> [Task objective]:
For each line of the data below that holds "handrail", copy the line.

+-------+

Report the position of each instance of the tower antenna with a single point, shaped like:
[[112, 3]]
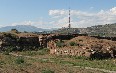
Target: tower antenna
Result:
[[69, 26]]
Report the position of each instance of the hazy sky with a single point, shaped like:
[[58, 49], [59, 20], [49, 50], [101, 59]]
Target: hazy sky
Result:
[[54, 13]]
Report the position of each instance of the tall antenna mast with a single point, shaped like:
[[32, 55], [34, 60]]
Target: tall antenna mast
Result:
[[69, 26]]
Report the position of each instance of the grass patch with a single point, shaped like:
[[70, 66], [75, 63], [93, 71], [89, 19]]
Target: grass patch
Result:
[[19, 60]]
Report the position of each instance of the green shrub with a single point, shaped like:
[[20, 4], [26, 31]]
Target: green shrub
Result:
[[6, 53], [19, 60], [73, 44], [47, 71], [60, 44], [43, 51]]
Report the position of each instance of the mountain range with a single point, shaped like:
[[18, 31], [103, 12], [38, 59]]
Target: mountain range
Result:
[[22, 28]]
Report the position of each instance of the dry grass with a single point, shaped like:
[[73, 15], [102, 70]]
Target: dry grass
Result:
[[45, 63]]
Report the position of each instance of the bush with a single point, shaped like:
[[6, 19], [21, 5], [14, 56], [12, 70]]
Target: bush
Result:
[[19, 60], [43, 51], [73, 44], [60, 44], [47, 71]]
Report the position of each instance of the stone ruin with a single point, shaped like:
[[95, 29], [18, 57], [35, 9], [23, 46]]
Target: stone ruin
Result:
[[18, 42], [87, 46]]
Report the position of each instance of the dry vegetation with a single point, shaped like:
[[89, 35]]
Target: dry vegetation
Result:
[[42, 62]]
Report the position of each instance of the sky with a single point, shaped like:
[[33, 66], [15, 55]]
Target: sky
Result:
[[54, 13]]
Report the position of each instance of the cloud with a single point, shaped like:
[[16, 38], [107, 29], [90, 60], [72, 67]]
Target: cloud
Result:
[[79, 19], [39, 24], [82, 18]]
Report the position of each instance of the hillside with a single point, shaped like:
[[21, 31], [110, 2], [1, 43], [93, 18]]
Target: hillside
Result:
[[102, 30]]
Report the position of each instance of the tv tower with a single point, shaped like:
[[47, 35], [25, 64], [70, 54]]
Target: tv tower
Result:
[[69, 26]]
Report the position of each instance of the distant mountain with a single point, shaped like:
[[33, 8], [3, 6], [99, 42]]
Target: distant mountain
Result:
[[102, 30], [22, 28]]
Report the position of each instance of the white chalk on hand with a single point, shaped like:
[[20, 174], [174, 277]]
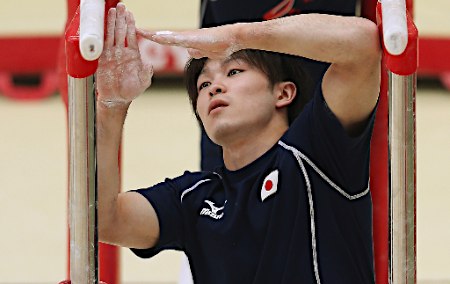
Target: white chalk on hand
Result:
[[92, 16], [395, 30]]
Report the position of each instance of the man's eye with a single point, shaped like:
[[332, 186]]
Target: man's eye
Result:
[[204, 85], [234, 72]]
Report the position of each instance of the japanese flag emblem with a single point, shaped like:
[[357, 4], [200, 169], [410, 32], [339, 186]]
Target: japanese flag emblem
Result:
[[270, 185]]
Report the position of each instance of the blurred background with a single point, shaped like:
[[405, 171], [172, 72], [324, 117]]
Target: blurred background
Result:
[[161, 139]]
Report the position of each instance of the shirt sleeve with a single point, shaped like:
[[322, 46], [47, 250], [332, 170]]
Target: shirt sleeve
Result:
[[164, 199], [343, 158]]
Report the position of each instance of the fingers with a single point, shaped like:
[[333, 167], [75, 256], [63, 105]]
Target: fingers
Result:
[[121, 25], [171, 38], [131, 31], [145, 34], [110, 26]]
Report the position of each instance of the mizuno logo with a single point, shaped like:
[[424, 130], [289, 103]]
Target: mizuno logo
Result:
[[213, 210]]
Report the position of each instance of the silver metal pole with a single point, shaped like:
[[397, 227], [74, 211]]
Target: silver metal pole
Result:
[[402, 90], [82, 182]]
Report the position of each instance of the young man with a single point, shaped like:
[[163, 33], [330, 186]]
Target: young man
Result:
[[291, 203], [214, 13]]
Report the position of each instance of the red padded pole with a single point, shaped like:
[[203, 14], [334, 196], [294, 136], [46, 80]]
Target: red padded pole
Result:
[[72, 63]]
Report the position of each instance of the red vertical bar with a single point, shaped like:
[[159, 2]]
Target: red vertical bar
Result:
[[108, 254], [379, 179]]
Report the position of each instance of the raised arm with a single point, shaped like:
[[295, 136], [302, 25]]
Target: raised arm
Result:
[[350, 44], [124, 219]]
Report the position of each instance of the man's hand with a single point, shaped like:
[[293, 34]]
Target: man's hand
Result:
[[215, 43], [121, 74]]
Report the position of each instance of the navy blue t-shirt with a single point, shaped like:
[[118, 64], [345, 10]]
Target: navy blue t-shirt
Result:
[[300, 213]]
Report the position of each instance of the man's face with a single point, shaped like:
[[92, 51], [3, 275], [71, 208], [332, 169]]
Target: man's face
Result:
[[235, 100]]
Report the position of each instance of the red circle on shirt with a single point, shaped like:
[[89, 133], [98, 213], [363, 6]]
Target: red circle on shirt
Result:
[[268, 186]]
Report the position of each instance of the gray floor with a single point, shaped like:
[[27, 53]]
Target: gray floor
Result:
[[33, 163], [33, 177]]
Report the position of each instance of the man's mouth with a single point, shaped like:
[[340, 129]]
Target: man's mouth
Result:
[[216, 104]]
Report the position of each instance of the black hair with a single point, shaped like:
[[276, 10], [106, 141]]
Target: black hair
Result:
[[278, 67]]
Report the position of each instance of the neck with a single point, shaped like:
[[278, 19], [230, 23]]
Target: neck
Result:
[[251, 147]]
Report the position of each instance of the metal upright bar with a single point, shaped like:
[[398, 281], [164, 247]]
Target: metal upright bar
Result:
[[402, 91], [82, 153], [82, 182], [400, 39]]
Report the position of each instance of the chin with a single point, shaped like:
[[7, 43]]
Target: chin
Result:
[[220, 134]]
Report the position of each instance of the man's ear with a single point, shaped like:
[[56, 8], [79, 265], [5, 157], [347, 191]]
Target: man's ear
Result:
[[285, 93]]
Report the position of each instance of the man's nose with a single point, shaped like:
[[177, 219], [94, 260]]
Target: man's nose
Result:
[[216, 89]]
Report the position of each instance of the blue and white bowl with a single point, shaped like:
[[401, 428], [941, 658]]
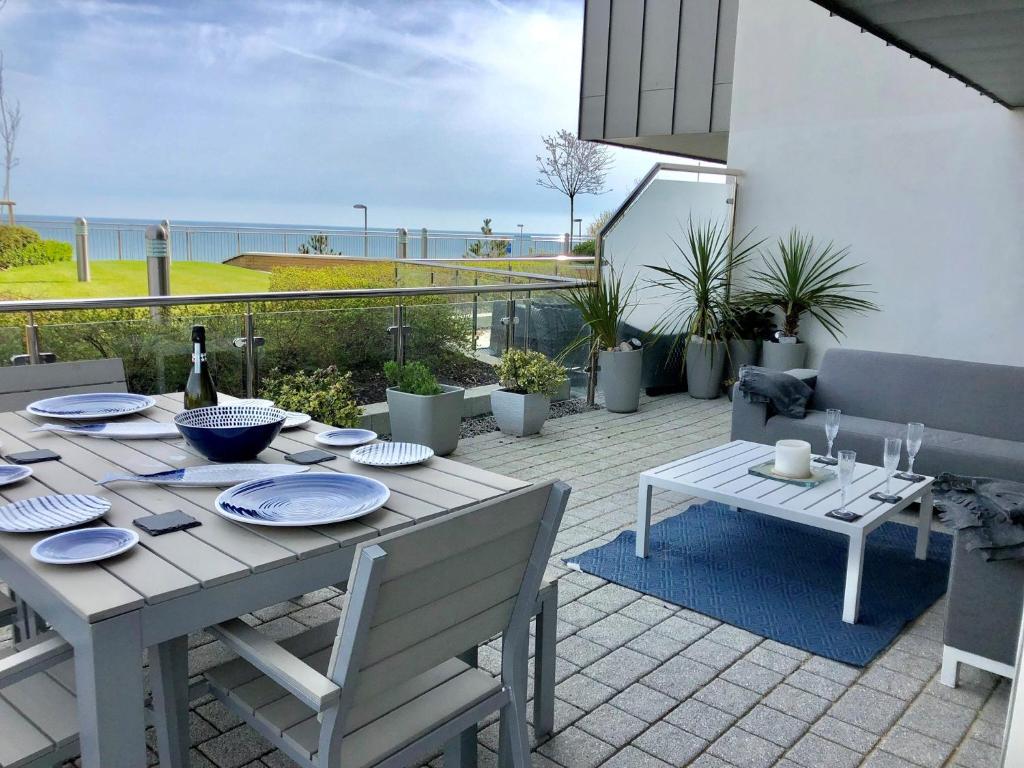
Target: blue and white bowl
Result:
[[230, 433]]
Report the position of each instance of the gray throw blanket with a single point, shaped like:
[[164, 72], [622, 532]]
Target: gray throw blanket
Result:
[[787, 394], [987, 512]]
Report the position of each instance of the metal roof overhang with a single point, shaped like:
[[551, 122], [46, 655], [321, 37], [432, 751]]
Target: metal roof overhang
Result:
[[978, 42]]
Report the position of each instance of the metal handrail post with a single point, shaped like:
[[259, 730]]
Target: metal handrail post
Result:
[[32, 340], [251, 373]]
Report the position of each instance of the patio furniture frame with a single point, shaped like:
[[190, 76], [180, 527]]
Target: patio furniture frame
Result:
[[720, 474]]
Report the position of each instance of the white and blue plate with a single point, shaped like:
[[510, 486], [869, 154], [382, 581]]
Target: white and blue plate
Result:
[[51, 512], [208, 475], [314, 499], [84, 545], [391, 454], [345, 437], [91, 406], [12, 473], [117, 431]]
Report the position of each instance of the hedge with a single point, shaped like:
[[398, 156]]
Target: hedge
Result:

+-------+

> [Completed task]:
Report the position of each instance of the metal handrail post with a single point, shaped like:
Target: metal handrail post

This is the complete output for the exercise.